ASSIGNMENT ▸
Write down exactly the lines of the listing below, beginning with the one containing "[locate] wooden shelf" and closing with the final line.

RECORD SET ▸
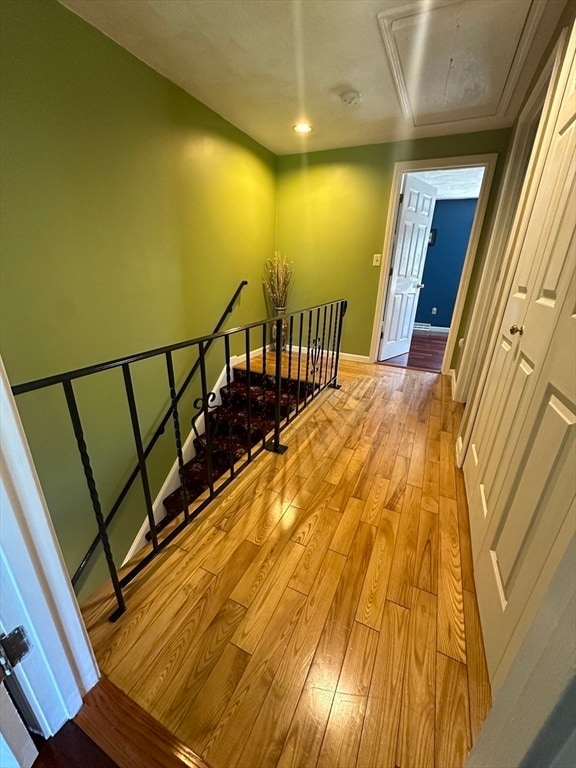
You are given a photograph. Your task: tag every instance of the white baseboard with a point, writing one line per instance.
(354, 358)
(433, 328)
(242, 358)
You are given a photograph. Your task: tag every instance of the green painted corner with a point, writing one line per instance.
(332, 210)
(130, 212)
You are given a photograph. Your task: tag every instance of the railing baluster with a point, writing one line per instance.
(91, 483)
(206, 410)
(343, 308)
(274, 444)
(140, 452)
(228, 381)
(299, 364)
(308, 356)
(329, 355)
(322, 345)
(177, 435)
(290, 331)
(248, 391)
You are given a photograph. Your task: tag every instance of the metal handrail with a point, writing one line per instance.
(153, 440)
(326, 349)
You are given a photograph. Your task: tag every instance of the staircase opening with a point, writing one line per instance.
(269, 372)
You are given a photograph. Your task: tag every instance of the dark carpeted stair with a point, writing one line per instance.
(229, 434)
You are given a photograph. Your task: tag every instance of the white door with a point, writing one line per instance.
(404, 285)
(520, 474)
(35, 590)
(17, 749)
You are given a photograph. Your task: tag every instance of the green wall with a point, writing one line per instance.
(332, 209)
(130, 213)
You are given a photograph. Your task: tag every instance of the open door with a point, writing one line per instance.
(417, 204)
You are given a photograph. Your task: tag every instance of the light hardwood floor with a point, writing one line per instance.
(322, 612)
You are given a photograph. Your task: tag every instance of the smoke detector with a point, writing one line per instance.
(351, 98)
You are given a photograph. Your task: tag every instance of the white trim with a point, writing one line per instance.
(432, 328)
(540, 670)
(400, 169)
(36, 589)
(16, 747)
(354, 358)
(499, 268)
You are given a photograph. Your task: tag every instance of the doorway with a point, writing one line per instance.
(443, 173)
(437, 262)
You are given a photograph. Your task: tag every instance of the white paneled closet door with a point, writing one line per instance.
(520, 472)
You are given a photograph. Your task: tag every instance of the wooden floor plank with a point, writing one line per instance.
(478, 681)
(258, 570)
(348, 525)
(431, 487)
(333, 641)
(356, 671)
(382, 720)
(397, 487)
(404, 558)
(451, 630)
(342, 737)
(227, 740)
(375, 501)
(273, 721)
(254, 623)
(305, 574)
(128, 734)
(426, 564)
(304, 739)
(447, 466)
(466, 560)
(452, 713)
(416, 739)
(203, 712)
(375, 587)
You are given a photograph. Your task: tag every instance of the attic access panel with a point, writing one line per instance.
(457, 59)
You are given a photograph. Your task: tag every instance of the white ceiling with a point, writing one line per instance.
(422, 67)
(454, 183)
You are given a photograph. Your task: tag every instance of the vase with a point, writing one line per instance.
(280, 311)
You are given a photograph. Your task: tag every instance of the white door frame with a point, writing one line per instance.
(488, 161)
(36, 590)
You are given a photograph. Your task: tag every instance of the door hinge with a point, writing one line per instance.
(13, 648)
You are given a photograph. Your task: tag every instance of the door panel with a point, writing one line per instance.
(522, 497)
(540, 282)
(414, 222)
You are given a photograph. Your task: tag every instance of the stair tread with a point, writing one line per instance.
(229, 430)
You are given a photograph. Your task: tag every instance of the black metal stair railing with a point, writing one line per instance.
(175, 397)
(291, 376)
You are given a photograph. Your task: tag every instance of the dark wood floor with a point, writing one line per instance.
(426, 352)
(71, 748)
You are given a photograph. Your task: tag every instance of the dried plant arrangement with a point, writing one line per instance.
(277, 276)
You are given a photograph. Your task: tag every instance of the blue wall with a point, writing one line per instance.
(444, 260)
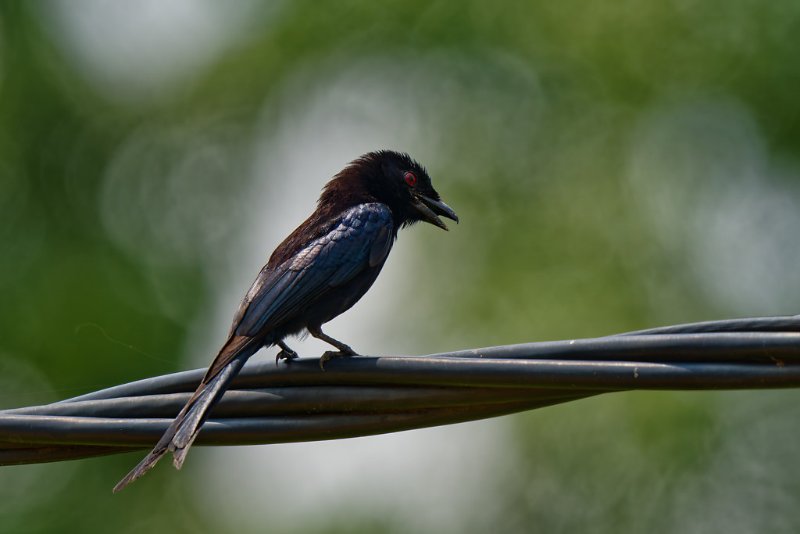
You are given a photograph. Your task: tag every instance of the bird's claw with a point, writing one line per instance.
(331, 354)
(286, 354)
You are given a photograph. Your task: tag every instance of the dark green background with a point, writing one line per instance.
(616, 165)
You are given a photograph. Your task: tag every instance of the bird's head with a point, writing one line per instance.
(398, 181)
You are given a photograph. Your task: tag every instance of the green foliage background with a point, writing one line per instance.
(616, 166)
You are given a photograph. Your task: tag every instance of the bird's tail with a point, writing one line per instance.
(180, 435)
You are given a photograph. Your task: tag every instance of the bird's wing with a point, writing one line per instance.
(360, 239)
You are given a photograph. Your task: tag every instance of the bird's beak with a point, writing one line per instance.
(429, 210)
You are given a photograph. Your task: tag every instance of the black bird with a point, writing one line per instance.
(317, 273)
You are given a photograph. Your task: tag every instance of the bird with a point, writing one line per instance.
(318, 272)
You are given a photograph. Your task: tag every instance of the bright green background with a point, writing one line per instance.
(616, 165)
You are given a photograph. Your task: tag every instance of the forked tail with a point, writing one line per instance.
(180, 435)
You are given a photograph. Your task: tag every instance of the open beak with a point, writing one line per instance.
(429, 210)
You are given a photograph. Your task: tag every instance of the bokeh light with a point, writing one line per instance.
(615, 166)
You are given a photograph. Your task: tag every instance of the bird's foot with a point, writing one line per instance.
(286, 354)
(328, 355)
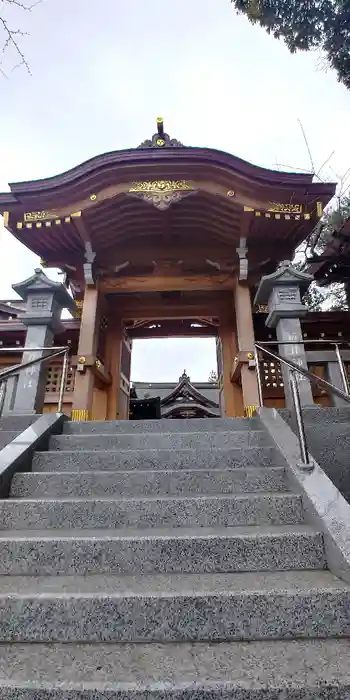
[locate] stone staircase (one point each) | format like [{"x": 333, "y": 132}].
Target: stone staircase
[
  {"x": 166, "y": 559},
  {"x": 12, "y": 426},
  {"x": 328, "y": 436}
]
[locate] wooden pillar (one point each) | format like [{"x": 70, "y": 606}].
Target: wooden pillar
[
  {"x": 113, "y": 356},
  {"x": 88, "y": 340},
  {"x": 233, "y": 404},
  {"x": 246, "y": 341}
]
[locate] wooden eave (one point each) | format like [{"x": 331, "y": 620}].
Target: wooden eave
[
  {"x": 179, "y": 407},
  {"x": 186, "y": 387},
  {"x": 113, "y": 220}
]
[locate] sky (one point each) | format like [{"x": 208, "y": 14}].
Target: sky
[{"x": 101, "y": 74}]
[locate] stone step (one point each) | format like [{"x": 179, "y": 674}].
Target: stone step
[
  {"x": 179, "y": 550},
  {"x": 174, "y": 608},
  {"x": 18, "y": 423},
  {"x": 144, "y": 483},
  {"x": 191, "y": 425},
  {"x": 157, "y": 441},
  {"x": 126, "y": 460},
  {"x": 7, "y": 436},
  {"x": 316, "y": 415},
  {"x": 202, "y": 511},
  {"x": 269, "y": 670}
]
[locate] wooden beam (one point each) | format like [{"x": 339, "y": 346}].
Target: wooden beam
[
  {"x": 174, "y": 283},
  {"x": 81, "y": 226},
  {"x": 188, "y": 252},
  {"x": 176, "y": 332}
]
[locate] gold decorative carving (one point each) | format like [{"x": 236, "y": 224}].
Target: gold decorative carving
[
  {"x": 80, "y": 414},
  {"x": 319, "y": 209},
  {"x": 38, "y": 215},
  {"x": 285, "y": 208},
  {"x": 161, "y": 193},
  {"x": 250, "y": 411},
  {"x": 79, "y": 308}
]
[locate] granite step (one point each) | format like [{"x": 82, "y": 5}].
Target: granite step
[
  {"x": 153, "y": 511},
  {"x": 174, "y": 608},
  {"x": 191, "y": 425},
  {"x": 6, "y": 436},
  {"x": 18, "y": 423},
  {"x": 157, "y": 441},
  {"x": 144, "y": 483},
  {"x": 180, "y": 550},
  {"x": 98, "y": 460},
  {"x": 270, "y": 670},
  {"x": 316, "y": 415}
]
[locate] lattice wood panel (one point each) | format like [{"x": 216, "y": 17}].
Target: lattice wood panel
[
  {"x": 54, "y": 375},
  {"x": 271, "y": 375}
]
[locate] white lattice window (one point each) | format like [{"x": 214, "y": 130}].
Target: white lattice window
[
  {"x": 271, "y": 374},
  {"x": 53, "y": 381},
  {"x": 39, "y": 303}
]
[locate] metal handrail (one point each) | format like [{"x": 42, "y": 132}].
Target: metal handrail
[
  {"x": 318, "y": 381},
  {"x": 54, "y": 352}
]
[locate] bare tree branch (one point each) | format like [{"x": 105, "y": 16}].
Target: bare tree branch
[
  {"x": 308, "y": 147},
  {"x": 12, "y": 36}
]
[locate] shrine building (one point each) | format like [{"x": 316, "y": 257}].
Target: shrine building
[{"x": 158, "y": 241}]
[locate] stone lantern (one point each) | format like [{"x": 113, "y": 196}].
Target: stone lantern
[
  {"x": 45, "y": 300},
  {"x": 282, "y": 292}
]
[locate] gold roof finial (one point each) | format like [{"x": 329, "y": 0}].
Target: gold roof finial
[{"x": 160, "y": 139}]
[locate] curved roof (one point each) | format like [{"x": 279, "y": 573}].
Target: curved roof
[{"x": 216, "y": 200}]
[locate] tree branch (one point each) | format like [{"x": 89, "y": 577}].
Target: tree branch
[{"x": 12, "y": 35}]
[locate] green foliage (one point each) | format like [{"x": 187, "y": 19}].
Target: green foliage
[
  {"x": 306, "y": 25},
  {"x": 334, "y": 296}
]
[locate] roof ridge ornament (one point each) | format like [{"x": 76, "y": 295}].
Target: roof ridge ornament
[{"x": 160, "y": 139}]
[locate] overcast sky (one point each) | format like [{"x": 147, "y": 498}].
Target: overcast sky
[{"x": 101, "y": 74}]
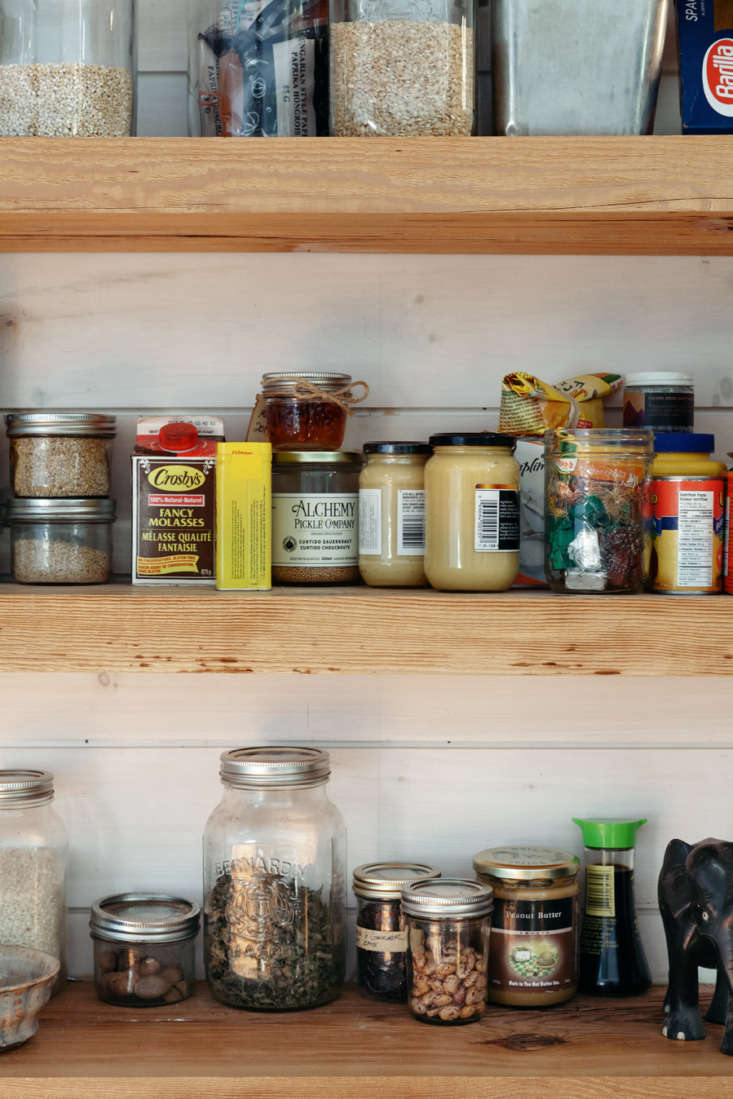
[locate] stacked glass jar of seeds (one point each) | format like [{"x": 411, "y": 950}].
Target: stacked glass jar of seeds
[{"x": 60, "y": 515}]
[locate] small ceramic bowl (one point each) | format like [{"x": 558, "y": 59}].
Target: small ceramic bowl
[{"x": 26, "y": 981}]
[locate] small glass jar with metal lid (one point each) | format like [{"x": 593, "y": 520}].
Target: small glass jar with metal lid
[
  {"x": 392, "y": 514},
  {"x": 307, "y": 410},
  {"x": 274, "y": 883},
  {"x": 448, "y": 922},
  {"x": 533, "y": 961},
  {"x": 60, "y": 541},
  {"x": 33, "y": 862},
  {"x": 144, "y": 948},
  {"x": 315, "y": 500},
  {"x": 381, "y": 937},
  {"x": 60, "y": 454}
]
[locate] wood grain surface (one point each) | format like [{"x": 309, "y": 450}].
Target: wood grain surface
[
  {"x": 366, "y": 630},
  {"x": 589, "y": 1050},
  {"x": 539, "y": 195}
]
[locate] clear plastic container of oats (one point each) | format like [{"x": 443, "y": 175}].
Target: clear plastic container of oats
[
  {"x": 60, "y": 454},
  {"x": 402, "y": 69},
  {"x": 66, "y": 68},
  {"x": 60, "y": 541},
  {"x": 448, "y": 921}
]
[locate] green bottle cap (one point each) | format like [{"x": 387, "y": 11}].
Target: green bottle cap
[{"x": 614, "y": 834}]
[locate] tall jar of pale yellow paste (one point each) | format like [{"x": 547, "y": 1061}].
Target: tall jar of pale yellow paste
[
  {"x": 392, "y": 514},
  {"x": 471, "y": 512}
]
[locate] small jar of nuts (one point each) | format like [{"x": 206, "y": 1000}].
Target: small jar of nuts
[
  {"x": 448, "y": 922},
  {"x": 144, "y": 948}
]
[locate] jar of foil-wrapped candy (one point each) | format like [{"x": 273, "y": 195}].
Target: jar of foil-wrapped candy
[
  {"x": 258, "y": 68},
  {"x": 596, "y": 529}
]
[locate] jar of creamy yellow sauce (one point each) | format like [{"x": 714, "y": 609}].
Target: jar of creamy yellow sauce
[
  {"x": 392, "y": 514},
  {"x": 687, "y": 504},
  {"x": 533, "y": 955},
  {"x": 471, "y": 512}
]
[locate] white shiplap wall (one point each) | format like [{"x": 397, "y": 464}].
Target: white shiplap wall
[{"x": 432, "y": 768}]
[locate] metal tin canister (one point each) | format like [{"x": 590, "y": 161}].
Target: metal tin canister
[
  {"x": 576, "y": 66},
  {"x": 687, "y": 534},
  {"x": 728, "y": 570}
]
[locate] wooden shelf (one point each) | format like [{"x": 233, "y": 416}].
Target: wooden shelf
[
  {"x": 119, "y": 628},
  {"x": 355, "y": 1047},
  {"x": 482, "y": 195}
]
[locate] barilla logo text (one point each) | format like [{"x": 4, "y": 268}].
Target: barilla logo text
[
  {"x": 718, "y": 76},
  {"x": 177, "y": 478}
]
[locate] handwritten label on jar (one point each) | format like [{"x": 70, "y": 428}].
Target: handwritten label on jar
[
  {"x": 314, "y": 530},
  {"x": 496, "y": 519},
  {"x": 410, "y": 523},
  {"x": 382, "y": 942}
]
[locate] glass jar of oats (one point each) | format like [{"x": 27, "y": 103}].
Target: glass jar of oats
[
  {"x": 66, "y": 69},
  {"x": 60, "y": 454},
  {"x": 471, "y": 512},
  {"x": 392, "y": 514},
  {"x": 60, "y": 541},
  {"x": 533, "y": 961}
]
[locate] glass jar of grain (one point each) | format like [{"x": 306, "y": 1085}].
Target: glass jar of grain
[
  {"x": 60, "y": 454},
  {"x": 402, "y": 68},
  {"x": 60, "y": 541},
  {"x": 66, "y": 69},
  {"x": 33, "y": 858}
]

ANSWER SECTION ▸
[locate] wooden shelf (one point each) | format like [{"x": 233, "y": 416}].
Target: wooden shelf
[
  {"x": 119, "y": 628},
  {"x": 355, "y": 1047},
  {"x": 482, "y": 195}
]
[locate] barilla logo text (one point each) | format like [{"x": 4, "y": 268}].
Target: barilla logo text
[
  {"x": 718, "y": 76},
  {"x": 177, "y": 478}
]
[locate] handwritten label on jar (one point each) | format like [{"x": 70, "y": 428}].
Target: handwritten label on jar
[
  {"x": 314, "y": 530},
  {"x": 496, "y": 519},
  {"x": 410, "y": 523},
  {"x": 382, "y": 942}
]
[locate] glass jar of oats (one point each) | format like [{"x": 27, "y": 103}].
Target: glass jar of oats
[
  {"x": 66, "y": 69},
  {"x": 60, "y": 454},
  {"x": 471, "y": 512},
  {"x": 392, "y": 514},
  {"x": 60, "y": 541},
  {"x": 533, "y": 961}
]
[locate] glass jar of grain (one point each) | format like [{"x": 306, "y": 1085}].
Target: glass jar of grain
[
  {"x": 60, "y": 454},
  {"x": 402, "y": 68},
  {"x": 60, "y": 541},
  {"x": 66, "y": 69},
  {"x": 33, "y": 858}
]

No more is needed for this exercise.